** Required work **
Give a verbatim repeat of the lines that run from the line containing "the bee front" to the end of the data below.

** Data **
==========
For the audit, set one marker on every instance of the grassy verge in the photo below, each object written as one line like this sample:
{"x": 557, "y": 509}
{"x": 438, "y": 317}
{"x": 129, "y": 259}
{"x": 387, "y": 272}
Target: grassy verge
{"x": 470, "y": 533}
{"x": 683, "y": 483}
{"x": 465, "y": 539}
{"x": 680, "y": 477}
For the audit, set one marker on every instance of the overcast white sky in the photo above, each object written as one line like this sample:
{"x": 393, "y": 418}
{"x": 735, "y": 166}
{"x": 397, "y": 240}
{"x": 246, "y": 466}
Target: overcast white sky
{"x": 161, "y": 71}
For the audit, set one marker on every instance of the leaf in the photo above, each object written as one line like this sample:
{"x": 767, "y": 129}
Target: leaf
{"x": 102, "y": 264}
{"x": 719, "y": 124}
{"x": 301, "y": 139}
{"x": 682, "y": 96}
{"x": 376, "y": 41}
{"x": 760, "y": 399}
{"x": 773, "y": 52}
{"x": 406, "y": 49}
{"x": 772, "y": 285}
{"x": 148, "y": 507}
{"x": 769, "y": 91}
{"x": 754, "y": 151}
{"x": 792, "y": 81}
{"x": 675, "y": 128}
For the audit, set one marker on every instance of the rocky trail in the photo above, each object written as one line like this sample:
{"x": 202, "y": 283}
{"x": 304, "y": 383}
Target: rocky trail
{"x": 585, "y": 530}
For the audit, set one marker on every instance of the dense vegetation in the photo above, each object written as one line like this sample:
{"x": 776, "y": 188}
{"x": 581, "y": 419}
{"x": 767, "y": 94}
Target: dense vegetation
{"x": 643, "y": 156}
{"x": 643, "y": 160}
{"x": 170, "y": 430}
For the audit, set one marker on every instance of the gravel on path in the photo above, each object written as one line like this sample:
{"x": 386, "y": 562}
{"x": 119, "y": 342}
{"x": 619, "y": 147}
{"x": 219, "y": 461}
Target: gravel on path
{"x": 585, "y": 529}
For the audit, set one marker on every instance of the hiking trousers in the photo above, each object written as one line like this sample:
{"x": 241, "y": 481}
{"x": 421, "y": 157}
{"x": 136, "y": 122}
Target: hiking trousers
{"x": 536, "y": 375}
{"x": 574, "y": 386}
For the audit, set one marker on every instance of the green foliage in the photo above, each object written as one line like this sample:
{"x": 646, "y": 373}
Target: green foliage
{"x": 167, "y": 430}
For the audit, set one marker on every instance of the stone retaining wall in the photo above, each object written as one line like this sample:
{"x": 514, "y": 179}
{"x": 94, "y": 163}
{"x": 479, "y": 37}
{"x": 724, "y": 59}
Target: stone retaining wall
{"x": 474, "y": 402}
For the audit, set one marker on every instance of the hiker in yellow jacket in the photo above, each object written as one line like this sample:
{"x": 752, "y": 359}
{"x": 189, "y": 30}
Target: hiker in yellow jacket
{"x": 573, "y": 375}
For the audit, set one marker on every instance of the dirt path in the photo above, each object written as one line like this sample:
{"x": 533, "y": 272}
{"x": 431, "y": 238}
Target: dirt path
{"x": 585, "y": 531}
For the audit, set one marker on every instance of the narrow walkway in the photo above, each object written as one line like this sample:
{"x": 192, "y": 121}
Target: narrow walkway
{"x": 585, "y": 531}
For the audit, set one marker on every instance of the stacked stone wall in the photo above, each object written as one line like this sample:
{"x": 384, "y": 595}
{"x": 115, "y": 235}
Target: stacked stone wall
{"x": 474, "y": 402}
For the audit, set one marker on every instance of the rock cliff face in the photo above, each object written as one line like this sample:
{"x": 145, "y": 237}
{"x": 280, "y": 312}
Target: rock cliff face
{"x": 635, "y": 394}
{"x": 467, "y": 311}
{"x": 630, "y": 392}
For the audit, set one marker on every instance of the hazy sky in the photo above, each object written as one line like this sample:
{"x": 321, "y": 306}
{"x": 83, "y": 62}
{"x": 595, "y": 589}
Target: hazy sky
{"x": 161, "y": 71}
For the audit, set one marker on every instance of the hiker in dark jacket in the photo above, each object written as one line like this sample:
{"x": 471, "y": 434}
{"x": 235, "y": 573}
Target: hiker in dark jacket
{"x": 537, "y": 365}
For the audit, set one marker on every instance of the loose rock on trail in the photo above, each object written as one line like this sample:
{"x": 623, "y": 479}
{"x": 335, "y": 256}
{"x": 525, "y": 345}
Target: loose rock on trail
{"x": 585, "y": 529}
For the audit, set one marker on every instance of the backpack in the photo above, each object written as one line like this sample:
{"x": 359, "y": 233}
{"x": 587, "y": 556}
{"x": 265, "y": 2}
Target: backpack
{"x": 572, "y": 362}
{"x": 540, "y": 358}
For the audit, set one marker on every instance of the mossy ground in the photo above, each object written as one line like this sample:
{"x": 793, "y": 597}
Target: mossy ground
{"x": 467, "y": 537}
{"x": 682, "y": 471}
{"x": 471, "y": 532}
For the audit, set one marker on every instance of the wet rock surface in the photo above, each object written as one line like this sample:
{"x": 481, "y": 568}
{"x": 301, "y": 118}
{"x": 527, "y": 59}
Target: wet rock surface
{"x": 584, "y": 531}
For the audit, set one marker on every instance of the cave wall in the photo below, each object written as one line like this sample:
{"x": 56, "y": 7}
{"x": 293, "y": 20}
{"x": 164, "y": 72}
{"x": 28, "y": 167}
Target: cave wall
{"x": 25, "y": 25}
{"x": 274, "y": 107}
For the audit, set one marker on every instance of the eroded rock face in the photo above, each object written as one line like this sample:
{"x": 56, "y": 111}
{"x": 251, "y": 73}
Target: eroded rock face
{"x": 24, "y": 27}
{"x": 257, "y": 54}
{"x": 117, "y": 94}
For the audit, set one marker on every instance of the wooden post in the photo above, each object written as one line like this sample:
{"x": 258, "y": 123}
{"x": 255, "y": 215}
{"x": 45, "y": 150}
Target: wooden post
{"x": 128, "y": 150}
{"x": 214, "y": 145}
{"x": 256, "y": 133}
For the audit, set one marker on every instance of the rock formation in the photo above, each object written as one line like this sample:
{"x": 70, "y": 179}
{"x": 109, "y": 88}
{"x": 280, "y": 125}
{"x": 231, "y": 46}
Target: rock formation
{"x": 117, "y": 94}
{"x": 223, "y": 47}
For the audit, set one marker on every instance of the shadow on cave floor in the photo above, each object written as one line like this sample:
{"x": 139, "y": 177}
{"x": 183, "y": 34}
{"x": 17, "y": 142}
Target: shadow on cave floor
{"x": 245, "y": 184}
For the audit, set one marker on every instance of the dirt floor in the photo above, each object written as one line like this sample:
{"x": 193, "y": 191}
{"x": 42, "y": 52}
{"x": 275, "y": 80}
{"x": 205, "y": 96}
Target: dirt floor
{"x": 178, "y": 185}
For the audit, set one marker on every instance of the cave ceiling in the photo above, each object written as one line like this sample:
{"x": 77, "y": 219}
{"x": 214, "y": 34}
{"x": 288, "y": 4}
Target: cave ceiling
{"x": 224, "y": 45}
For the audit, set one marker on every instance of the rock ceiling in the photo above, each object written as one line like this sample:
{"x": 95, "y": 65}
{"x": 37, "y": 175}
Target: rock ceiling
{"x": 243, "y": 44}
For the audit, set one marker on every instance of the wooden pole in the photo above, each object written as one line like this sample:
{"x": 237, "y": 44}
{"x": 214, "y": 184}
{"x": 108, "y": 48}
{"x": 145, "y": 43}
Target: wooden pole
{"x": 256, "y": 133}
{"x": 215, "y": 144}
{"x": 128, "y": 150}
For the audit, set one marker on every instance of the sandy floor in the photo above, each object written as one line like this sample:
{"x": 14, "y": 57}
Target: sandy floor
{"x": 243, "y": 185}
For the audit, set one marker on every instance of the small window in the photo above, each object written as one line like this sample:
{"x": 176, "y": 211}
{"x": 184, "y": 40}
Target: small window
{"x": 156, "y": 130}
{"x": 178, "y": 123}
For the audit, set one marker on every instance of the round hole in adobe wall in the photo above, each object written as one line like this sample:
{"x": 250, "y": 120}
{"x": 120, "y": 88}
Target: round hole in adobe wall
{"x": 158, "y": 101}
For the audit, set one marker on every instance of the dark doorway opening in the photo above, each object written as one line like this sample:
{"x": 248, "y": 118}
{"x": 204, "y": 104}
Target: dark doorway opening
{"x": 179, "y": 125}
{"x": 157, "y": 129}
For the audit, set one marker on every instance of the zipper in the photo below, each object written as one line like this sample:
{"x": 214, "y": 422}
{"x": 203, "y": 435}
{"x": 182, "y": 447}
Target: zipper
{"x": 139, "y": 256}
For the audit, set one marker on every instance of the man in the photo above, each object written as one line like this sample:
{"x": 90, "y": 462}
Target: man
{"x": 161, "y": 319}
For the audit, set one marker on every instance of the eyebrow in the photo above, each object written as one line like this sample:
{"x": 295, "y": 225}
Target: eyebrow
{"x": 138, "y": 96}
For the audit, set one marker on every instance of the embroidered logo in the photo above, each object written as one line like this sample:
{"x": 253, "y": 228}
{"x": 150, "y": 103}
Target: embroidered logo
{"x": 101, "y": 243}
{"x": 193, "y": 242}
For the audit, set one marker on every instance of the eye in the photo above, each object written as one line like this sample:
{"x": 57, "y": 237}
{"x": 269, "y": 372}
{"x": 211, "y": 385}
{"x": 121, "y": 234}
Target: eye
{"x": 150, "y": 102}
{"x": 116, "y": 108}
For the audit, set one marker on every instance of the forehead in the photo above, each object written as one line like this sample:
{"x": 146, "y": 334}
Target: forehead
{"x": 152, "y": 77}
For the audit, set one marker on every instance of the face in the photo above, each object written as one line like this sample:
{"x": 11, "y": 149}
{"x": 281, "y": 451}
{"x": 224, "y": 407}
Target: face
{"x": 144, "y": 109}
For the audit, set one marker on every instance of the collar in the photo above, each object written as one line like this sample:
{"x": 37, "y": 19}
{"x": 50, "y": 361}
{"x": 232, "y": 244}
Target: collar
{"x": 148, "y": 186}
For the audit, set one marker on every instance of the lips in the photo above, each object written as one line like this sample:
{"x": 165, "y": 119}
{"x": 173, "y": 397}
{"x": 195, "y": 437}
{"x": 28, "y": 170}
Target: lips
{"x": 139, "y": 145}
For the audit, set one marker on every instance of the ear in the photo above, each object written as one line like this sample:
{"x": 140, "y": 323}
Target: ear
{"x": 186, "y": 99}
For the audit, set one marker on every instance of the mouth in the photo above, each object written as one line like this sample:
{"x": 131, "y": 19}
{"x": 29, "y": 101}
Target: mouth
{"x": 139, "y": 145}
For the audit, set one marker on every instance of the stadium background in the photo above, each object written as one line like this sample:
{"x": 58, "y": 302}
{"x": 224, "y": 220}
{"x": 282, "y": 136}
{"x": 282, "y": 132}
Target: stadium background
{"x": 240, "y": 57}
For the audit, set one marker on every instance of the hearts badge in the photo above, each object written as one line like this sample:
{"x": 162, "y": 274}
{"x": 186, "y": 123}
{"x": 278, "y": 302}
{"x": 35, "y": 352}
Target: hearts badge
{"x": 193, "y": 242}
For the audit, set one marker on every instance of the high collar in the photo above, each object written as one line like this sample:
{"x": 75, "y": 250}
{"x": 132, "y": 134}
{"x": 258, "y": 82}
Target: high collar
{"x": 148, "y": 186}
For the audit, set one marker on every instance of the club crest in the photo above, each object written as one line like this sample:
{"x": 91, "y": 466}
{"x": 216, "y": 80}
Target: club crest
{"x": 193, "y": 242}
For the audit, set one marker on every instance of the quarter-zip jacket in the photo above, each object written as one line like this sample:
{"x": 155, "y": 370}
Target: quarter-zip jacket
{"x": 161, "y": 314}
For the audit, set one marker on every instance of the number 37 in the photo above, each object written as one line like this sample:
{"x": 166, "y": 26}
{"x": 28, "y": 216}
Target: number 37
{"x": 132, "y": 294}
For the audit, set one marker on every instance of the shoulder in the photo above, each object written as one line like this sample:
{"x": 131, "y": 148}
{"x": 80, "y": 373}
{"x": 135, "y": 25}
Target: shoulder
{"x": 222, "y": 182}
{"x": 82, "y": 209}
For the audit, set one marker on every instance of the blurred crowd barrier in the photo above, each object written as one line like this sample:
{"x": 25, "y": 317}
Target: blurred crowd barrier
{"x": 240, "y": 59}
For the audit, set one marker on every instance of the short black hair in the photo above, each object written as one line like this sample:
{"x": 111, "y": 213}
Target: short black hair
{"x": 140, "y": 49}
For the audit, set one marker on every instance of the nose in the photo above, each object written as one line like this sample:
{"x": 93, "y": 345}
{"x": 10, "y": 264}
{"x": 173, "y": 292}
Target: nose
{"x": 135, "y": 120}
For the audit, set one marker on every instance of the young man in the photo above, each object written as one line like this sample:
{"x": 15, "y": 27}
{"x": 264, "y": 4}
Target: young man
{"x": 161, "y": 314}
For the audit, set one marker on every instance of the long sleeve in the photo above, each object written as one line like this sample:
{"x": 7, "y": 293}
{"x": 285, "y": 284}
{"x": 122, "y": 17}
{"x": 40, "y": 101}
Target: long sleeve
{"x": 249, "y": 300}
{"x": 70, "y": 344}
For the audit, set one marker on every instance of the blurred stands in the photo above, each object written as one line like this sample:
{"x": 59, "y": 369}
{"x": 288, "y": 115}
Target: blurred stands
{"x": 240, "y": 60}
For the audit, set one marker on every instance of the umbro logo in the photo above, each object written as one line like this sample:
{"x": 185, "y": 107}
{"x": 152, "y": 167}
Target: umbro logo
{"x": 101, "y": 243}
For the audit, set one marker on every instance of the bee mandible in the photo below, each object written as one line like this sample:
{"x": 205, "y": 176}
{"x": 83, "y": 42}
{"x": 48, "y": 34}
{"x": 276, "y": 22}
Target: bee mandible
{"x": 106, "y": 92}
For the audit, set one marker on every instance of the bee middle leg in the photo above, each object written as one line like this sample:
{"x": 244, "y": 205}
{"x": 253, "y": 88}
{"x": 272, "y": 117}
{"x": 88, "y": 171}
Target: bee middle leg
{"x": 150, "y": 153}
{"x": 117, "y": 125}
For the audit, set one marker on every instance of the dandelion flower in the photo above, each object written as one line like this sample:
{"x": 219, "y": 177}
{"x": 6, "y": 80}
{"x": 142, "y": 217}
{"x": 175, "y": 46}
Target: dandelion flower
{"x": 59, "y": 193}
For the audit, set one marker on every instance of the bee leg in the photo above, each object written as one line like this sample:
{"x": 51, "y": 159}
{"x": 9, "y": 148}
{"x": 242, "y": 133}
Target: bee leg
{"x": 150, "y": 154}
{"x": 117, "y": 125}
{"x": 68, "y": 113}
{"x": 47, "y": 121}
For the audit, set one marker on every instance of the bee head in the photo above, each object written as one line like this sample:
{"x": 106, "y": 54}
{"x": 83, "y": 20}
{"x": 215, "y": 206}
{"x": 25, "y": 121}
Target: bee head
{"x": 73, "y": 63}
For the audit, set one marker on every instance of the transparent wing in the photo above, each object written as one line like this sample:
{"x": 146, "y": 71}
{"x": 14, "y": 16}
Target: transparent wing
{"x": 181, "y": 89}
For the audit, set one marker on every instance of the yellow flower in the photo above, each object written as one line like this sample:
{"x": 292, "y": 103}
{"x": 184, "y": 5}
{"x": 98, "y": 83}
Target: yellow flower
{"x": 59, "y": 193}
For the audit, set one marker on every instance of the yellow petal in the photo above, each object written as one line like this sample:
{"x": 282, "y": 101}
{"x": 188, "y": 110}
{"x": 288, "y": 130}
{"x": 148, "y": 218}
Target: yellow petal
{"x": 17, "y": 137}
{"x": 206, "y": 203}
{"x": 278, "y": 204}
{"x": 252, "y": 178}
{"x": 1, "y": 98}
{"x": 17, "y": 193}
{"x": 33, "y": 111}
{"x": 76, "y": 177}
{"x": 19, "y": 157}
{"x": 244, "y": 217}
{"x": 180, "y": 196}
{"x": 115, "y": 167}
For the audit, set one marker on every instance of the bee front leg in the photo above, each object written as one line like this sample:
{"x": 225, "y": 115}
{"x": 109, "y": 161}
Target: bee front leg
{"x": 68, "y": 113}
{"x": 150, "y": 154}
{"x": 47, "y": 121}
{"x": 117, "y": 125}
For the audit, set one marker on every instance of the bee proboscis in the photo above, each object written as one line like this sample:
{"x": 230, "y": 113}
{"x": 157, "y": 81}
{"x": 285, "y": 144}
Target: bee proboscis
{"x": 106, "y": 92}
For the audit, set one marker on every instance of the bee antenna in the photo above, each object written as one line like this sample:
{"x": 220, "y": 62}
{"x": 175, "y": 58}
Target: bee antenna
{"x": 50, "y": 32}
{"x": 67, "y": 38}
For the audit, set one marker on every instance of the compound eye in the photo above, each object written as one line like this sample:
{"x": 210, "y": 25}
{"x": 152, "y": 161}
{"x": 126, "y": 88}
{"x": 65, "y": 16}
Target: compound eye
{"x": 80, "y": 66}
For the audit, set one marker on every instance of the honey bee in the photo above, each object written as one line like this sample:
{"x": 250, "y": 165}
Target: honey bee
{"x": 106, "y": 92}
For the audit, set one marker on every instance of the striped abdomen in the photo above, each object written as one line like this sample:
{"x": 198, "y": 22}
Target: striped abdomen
==========
** Worked solution **
For the audit, set one marker on every instance of the bee front leg in the photo above, each object written as one line like this sample:
{"x": 225, "y": 115}
{"x": 109, "y": 161}
Target: bee front leg
{"x": 68, "y": 113}
{"x": 150, "y": 154}
{"x": 47, "y": 121}
{"x": 117, "y": 125}
For the audit, set one marker on every instance of the bee proboscis in the photo above, each object written as one line like this sample:
{"x": 230, "y": 113}
{"x": 157, "y": 81}
{"x": 285, "y": 144}
Target: bee proboscis
{"x": 106, "y": 92}
For the audit, set one marker on every instance of the bee antenna in the photo above, each object written as one line like this sample:
{"x": 220, "y": 62}
{"x": 175, "y": 58}
Target: bee antenna
{"x": 50, "y": 32}
{"x": 67, "y": 38}
For the audit, set one marker on every instance of the compound eye in the photo above, each object written as one line like this sample:
{"x": 210, "y": 25}
{"x": 152, "y": 161}
{"x": 126, "y": 88}
{"x": 65, "y": 16}
Target: compound eye
{"x": 80, "y": 66}
For the audit, set one marker on every instance of the honey bee in the photo above, each object written as one line like this sample:
{"x": 250, "y": 165}
Target: honey bee
{"x": 106, "y": 92}
For the audit, set one marker on every instance of the striped abdomen in the photo above, each object written as one line like this sample:
{"x": 198, "y": 22}
Target: striped abdomen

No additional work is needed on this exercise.